Extract provided:
━━━━━━
Spring Semester Bookends: Saraband & Innerpeffray

April 20th, 2016 | Posted in Blog | Comments Off on Spring Semester Bookends: Saraband & Innerpeffray
Tags: , ,

2016-02-11 15.22.30

On February 11, 2016, we welcomed Sara Hunt from Saraband Books as the first visiting speaker for the MLitt in Publishing studies in the spring semester.

During its 22 years in operation, Saraband has created popular, illustrated reference, history, and arts titles with a certain amount of mindful dispirit. The Scottish publisher created a niche and built its reputation while the internet increased user access to information regardless of geographical boundaries.

For modern book publishers, gone is the cushioned marketplace of a local bookshop or library with built-in profits and tight control over the retailer’s inventory. Digital expectations have terraformed the world of publishing, so Hunt strove to articulate what she called the three N’s for navigating the shifting sands: noise, narrative and niche.

Beware Noise

Noise represents today’s consumer fatigue, resulting from such a great wealth of choice—encompassing global online ordering; immediately available downloads; unlimited range of selections; and wide array of competing forms of entertainment or use of leisure time, such as television, smart phone, game, movie, and social media. Noise makes it difficult to select works, let alone turn someone into a reader. “In the battle against noise, curation is the single biggest contribution publishers make.”

Deep discounting is a fact of life, with multinational corporations controlling conditions. Against self-publishing authors and free info, free books, global entertainment, increased costs, and lower returns, every book has to fight for itself. This can be good for readers, but can also promote complacency from publishers who can’t hear over the static, Hunt says. Fewer newer authors appear save those exciting few debuts, author maintenance drops off, fewer risks are taken, and popular success tends to be converted from or intended for another format.
━━━━━━
Dataset entries:
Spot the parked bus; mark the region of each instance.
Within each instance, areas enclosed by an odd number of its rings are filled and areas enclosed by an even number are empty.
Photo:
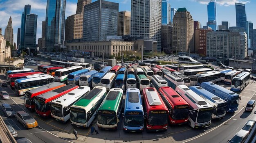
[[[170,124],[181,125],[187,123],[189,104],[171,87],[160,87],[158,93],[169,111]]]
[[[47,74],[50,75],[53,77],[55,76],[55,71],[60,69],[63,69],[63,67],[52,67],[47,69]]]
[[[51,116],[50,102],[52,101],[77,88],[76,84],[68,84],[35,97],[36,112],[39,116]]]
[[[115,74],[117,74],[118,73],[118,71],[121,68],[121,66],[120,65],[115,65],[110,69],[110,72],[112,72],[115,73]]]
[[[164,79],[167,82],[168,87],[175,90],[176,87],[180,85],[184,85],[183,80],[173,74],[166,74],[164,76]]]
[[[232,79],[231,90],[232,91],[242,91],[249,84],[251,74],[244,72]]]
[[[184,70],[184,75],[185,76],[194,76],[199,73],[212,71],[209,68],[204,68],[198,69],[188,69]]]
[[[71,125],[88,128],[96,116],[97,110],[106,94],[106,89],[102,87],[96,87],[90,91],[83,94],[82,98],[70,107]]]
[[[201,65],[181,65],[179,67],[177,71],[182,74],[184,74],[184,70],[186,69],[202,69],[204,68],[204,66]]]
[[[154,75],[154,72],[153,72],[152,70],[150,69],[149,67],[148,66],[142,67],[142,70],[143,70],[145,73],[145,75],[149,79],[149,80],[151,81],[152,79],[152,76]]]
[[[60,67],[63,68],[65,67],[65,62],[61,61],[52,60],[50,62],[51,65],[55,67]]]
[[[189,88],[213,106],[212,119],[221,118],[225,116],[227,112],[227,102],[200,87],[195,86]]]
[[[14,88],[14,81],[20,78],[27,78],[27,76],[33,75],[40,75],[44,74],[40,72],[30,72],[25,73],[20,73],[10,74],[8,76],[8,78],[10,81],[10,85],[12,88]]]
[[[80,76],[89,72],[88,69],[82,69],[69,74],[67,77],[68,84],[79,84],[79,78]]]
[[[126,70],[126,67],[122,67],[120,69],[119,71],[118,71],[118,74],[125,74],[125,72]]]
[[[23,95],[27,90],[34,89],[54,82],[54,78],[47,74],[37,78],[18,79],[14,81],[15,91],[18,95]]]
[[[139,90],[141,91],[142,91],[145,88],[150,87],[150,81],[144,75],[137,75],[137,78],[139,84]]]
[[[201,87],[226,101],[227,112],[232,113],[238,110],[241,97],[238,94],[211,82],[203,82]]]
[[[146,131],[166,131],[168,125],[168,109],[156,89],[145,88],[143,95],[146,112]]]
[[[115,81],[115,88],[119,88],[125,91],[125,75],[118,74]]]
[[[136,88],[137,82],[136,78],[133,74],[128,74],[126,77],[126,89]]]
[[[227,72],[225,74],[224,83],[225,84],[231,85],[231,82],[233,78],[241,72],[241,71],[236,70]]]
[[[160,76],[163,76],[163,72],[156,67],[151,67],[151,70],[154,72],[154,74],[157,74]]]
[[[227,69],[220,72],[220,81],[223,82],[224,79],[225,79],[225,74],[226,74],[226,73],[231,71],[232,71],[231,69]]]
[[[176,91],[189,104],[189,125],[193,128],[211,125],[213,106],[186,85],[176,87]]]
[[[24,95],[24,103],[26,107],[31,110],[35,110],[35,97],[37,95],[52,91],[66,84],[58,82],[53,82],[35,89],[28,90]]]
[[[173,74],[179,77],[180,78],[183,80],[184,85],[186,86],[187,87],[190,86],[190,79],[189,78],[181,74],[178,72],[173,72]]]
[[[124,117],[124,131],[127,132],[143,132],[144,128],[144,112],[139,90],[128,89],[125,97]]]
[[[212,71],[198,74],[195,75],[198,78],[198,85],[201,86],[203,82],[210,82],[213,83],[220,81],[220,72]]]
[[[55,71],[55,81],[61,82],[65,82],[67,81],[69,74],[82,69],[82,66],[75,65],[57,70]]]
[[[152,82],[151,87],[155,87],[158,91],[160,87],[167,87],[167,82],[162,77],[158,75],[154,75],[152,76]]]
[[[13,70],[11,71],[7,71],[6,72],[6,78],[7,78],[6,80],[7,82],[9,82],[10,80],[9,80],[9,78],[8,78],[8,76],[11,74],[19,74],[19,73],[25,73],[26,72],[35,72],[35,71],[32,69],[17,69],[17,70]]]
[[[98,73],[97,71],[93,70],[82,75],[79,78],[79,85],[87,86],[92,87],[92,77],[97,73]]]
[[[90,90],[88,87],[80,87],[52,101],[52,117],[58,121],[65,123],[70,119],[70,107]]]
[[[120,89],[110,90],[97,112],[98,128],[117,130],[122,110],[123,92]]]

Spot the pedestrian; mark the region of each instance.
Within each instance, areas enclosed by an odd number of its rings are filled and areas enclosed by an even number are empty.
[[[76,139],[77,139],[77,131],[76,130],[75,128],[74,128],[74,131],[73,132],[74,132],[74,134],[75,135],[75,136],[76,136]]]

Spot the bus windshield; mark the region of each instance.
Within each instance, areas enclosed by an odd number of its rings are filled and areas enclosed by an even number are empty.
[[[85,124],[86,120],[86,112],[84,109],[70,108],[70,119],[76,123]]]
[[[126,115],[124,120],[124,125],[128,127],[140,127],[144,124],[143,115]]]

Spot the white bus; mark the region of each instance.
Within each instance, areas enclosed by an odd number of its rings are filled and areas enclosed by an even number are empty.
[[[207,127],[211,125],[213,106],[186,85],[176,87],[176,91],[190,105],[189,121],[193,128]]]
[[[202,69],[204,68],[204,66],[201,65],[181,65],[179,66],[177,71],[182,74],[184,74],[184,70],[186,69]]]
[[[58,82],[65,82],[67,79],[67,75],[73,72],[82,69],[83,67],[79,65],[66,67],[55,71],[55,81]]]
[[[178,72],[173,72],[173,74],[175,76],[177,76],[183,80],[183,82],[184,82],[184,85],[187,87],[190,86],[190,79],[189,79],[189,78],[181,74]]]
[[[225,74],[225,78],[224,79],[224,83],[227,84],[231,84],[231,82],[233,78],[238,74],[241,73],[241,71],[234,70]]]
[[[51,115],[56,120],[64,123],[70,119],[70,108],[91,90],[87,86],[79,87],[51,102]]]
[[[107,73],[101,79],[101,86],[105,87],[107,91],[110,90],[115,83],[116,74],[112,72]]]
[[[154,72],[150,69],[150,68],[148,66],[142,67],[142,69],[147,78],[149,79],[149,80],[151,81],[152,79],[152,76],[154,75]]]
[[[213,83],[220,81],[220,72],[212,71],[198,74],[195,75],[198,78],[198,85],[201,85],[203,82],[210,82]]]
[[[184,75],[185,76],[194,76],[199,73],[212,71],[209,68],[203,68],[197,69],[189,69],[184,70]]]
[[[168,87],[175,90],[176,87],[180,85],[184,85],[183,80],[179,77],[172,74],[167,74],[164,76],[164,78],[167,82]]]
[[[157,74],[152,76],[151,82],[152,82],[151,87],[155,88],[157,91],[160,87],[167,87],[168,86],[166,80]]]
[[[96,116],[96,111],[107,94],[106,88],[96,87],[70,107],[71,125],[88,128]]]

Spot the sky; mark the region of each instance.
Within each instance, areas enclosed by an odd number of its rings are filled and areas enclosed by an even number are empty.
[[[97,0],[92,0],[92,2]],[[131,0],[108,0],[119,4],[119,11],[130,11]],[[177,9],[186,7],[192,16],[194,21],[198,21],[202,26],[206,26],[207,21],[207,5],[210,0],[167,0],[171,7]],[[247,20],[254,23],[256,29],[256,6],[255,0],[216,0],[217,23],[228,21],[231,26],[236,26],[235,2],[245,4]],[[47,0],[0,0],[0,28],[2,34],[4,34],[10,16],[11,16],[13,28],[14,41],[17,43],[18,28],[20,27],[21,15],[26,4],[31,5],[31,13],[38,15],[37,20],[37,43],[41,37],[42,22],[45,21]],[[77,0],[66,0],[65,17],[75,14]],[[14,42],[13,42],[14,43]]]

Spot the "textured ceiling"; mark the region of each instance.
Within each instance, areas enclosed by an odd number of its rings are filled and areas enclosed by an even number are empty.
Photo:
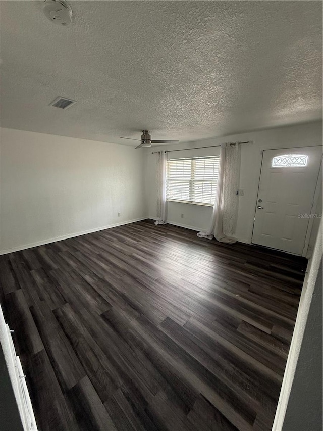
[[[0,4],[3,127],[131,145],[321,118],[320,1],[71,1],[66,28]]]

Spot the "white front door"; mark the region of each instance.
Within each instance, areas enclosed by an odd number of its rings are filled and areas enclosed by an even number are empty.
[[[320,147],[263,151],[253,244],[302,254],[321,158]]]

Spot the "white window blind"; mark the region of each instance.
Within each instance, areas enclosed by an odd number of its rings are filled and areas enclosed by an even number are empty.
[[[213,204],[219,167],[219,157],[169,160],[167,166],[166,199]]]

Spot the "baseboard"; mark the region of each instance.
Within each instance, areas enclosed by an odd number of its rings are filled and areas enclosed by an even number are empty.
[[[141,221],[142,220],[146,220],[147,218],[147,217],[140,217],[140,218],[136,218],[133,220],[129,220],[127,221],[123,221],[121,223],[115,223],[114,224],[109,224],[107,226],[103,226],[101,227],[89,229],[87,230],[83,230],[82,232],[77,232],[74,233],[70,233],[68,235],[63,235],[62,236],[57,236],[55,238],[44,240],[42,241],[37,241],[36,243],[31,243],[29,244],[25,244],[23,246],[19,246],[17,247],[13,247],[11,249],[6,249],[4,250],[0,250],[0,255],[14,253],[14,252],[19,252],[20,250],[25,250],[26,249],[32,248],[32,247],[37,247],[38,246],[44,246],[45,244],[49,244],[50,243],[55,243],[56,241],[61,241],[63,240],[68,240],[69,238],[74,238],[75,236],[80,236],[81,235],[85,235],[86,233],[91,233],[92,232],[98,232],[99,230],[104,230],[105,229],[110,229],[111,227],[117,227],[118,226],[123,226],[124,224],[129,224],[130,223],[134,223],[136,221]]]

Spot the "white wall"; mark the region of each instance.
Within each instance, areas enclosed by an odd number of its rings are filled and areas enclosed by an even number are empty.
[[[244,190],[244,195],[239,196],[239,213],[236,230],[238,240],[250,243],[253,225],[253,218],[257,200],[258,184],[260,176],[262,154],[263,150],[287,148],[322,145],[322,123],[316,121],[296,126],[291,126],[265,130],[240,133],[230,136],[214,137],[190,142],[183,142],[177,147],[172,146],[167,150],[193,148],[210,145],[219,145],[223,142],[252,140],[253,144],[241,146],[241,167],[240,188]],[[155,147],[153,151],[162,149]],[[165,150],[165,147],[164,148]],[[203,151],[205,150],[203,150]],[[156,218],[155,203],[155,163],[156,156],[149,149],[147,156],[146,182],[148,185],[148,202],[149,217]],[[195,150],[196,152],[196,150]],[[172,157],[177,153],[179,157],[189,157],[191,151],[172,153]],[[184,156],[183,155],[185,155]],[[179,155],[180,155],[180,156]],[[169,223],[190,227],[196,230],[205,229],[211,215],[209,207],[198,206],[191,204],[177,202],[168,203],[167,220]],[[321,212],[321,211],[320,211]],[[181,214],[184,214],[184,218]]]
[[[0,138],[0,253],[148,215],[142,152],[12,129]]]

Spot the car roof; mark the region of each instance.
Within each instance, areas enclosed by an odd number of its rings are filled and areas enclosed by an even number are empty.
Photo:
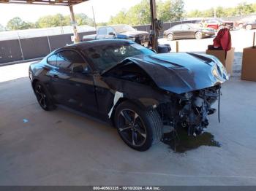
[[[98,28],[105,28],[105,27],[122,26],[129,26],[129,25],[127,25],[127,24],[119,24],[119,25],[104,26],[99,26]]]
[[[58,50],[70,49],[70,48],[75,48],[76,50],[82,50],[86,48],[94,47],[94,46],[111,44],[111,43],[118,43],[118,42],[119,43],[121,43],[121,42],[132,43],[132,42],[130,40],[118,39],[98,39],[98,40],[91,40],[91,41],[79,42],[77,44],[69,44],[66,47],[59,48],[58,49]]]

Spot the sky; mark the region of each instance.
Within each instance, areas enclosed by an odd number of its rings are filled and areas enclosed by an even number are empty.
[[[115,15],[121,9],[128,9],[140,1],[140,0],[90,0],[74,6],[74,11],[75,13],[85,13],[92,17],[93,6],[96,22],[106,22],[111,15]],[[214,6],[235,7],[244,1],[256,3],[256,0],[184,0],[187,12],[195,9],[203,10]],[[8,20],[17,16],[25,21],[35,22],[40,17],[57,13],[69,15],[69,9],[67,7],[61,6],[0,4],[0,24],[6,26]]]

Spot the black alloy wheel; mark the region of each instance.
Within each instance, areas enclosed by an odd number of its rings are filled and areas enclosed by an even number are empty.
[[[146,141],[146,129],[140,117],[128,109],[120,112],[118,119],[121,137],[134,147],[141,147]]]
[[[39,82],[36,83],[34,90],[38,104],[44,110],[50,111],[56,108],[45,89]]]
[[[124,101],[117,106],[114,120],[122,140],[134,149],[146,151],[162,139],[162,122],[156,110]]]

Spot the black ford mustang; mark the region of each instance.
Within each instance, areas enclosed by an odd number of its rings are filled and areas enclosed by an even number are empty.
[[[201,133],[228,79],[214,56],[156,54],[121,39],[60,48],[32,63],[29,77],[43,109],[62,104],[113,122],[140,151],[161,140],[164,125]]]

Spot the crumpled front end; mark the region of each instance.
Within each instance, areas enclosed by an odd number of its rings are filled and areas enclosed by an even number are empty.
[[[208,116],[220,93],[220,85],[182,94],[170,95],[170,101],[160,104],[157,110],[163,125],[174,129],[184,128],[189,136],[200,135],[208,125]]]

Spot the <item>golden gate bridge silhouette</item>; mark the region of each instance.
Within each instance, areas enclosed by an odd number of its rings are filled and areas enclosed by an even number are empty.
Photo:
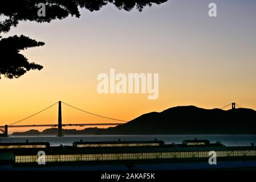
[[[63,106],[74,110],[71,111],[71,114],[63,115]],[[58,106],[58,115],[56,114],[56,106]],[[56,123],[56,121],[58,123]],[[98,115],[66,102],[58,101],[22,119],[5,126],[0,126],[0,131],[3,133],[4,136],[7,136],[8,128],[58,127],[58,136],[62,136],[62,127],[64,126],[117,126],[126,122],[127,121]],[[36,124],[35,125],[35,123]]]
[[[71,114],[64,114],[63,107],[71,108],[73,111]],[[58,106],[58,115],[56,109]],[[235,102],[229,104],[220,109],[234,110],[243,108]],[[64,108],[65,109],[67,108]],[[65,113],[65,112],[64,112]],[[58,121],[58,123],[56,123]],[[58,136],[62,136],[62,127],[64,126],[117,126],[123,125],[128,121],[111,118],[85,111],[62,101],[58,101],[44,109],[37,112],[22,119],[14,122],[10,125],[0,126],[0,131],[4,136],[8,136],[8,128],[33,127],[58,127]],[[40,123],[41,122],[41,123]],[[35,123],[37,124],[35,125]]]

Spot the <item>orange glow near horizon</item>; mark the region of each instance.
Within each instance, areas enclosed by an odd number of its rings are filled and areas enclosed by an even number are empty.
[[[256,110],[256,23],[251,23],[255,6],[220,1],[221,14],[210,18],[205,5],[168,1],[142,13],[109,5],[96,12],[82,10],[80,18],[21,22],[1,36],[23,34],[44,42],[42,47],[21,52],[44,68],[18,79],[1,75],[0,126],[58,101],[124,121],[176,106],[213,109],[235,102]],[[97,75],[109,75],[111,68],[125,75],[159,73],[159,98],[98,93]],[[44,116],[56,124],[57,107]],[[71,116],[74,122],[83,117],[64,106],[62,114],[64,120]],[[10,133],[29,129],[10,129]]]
━━━━━━
Given request 1: Drawing on the blog post about Saraband, explain why noise makes it hard for publishers to reach readers.
Given request 2: Please edit the part of the rows that opens with the line containing "Spot the <item>orange" and runs through the end of the rows, replacing "region" with "outline" and leaving everything else unchanged; return only those lines.

Output 1: Noise is consumer fatigue caused by a huge wealth of choice: global online ordering, instant downloads, unlimited selections, and competing forms of entertainment such as television, smart phones, games, movies, and social media. This makes it difficult for people to select works, let alone become readers.

Output 2:
Spot the <item>orange glow near horizon</item>; mark the outline of each instance.
Within each instance, areas enclosed by an odd number of its rings are filled and areas enclosed by an even number are empty.
[[[256,110],[256,23],[251,23],[255,6],[220,1],[221,14],[210,18],[205,5],[168,1],[142,13],[109,5],[96,12],[82,10],[80,18],[21,22],[1,36],[23,34],[44,42],[42,47],[21,52],[44,68],[18,79],[1,75],[0,126],[58,101],[124,121],[176,106],[213,109],[235,102]],[[97,75],[109,75],[111,68],[125,75],[159,73],[159,98],[98,93]],[[44,116],[56,124],[57,107]],[[71,116],[74,122],[83,117],[64,106],[62,114],[64,120]],[[10,133],[29,129],[10,129]]]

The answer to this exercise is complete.